-- START Page extract --

Recovering from an Estimating Mistake

      If a rookie salesman accidentally sells a job way, way under cost, can the shop owner back out of the deal? There's more than one side to that question. October 25, 2006

One of my rookie designers recently quoted a job for a potential customer. She quoted our high end product at our base line product price. The customer jumped all over it, wrote a check for the full amount and signed a contract ($8000.00 job and she sold it for $4000.00). The designer came back to the shop to finalize her design and realized her mistake. She phoned the customer and advised him of her error. The customer is insisting we do the job for the originally quoted price.

Forum Responses
(Business Forum)
From contributor F:
Swallow hard, do the job, and learn from this. By the way, someone needs to be checking these quotes before they go to the customer, no matter who does them.

From contributor W:
Sounds like the customer knew all along it was a mistake. Never had a customer to write full amount before anything started.

From contributor K:
I know that right off the bat, the reaction would be to suck it up, and work for a loss of money out of your pocket, but consider a couple of things first... If you haven't cashed the check yet, the deal is not finalized. If your contract has a 3-day Rite-of-Recession in it, you may be able to use it to cancel the deal, if that's what you ultimately decide you want to do.

Possible ways to address it...

1. If your costs are covered, no commission paid to the designer (as a life-lesson that mistakes cost everyone money), complete the order, move on with life.

2. If costs are not covered, call as the owner of the company and start the conversation with a smile (it comes through on the phone) "Mrs. Jones, my name is Frank, the owner of XYZ company. I understand there was an error on your agreement made by one of our freshman designers (which focuses on their newbie status); I understand that he/she has called you to discuss this situation already, and after speaking with he/she, I felt it necessary to give you a follow-up call to clarify the situation. I'm calling you personally first and foremost, to apologize for the misunderstanding, and to let you know that we take it seriously whenever human error is introduced by one of our employees. Nobody's perfect, and people occasionally make mistakes on their job, and this is one of those occasions. Second, to let you know that although we want to make you happy, getting the high-end cabinetry that you want at the low-end price cabinetry is not possible, as they are calculated at two separate price-points for a reason, and this does not cover our costs to produce the high-end cabinetry that you want. I know that this is disappointing, and I know how much you want these high-end cabinets at a low-end price, but it's not possible for only $4000. That said, we want to make this work for you somehow. What I will do is move forward with your project, and split the difference with you; this way you still get a great deal along with the cabinets you truly want, and we make the situation right for our customer and a little more balanced." (If they balk and won't budge, take one last stab…) "Mrs. Jones, we are not a huge corporation that can absorb such a loss. I'm trying to make this right for you, but please understand that we have to at least meet our basic costs. Now, we will not make any money on this project, but it will be necessary for us to add (don't say charge) an additional $xxx.00 to cover the costs of building the cabinets. The alternative is that we will need to issue you a refund."

-- END Page extract --

## Short exercise 1
In the estimating-mistake thread, what was the job actually worth, and for how much did the designer sell it?
## Short exercise 2
Pick up the estimating-mistake thread after its final sentence and keep writing it.

-- START Supplied information --

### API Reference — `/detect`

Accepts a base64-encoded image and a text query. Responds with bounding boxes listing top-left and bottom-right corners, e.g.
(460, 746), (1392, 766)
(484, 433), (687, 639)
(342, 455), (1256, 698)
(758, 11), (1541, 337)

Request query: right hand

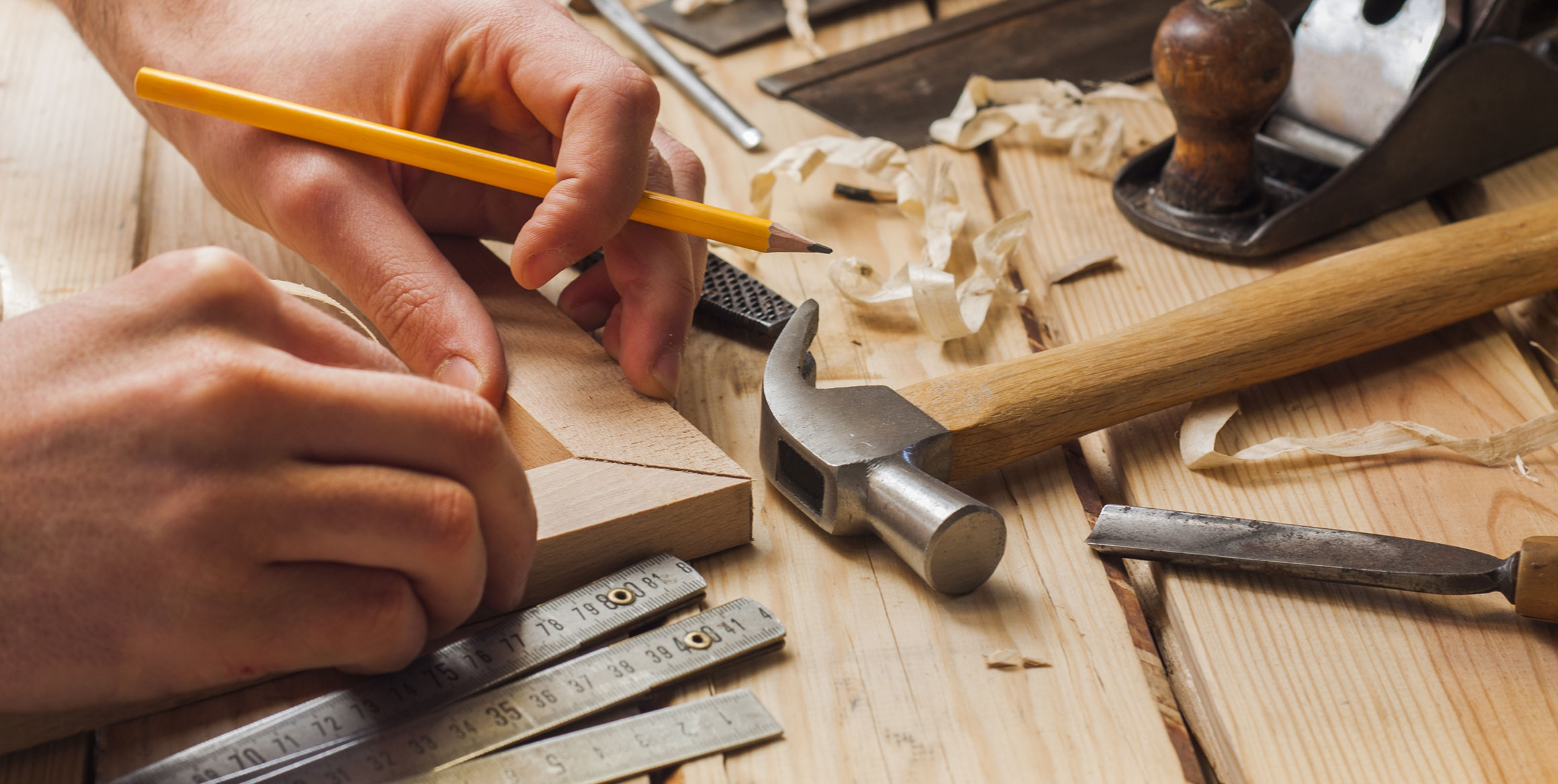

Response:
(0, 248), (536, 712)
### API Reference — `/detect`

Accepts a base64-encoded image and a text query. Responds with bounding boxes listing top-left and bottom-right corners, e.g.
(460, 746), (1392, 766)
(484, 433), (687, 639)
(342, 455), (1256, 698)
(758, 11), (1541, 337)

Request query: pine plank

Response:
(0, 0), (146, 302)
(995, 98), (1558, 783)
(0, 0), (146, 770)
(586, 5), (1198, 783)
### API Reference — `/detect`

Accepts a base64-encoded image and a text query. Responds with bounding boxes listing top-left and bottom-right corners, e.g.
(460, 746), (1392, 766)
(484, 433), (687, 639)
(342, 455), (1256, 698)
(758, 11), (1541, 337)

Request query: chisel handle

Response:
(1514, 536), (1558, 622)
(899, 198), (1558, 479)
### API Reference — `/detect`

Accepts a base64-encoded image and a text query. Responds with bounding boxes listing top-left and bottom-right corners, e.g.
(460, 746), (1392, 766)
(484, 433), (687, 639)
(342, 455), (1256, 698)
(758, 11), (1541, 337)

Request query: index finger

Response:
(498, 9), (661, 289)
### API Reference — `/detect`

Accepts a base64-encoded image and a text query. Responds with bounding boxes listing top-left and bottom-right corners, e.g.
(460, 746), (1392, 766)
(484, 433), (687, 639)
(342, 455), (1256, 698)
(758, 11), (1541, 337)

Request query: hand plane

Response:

-- END Supplied information --

## Task response 1
The job was worth $8000.00, and the designer sold it for $4000.00.

## Task response 2
After you have done the above, you have done everything reasonable that you can. No judge in the world will force you to make cabinetry at a loss, and would think the customer unreasonable for asking you to do so, especially after offering the above.

From contributor D:
Let's flip the equation. If your rookie sold a four thousand dollar cabinet job for $8k, would you give them a bonus or would you call the customer and insist on returning your profit? Your agent formed a valid contract. Whether you make or lose money is immaterial. Follow contributor F's advice.

From contributor C:
Sounds like someone thinks they deserve a windfall at someone's mistake. Any reasonable person should at least split the difference. Who knows, you'll probably spend the 4K on lawyers if he really wants to be an ass. I've been at custom woodwork a long time and seen all types.

From contributor U:
Give the check back uncashed, and apologize for the mistake. If they want to play hardball, they will lose. In CA, anything under $5000 is small claims anyway, so no lawyer's fees to pay. Depending on what state you live in, your mileage may vary. If they cannot prove that they have sustained a loss of money, there will be no compensation ordered by the court.

From contributor K:
If a rookie sold a $4K job for $8K, it would depend on how you price things as to whether or not a refund is necessary. For example, some would keep it if it were cabinets in any case, as the costs to make them are covered, and charge what the market will bear, which is fine with me.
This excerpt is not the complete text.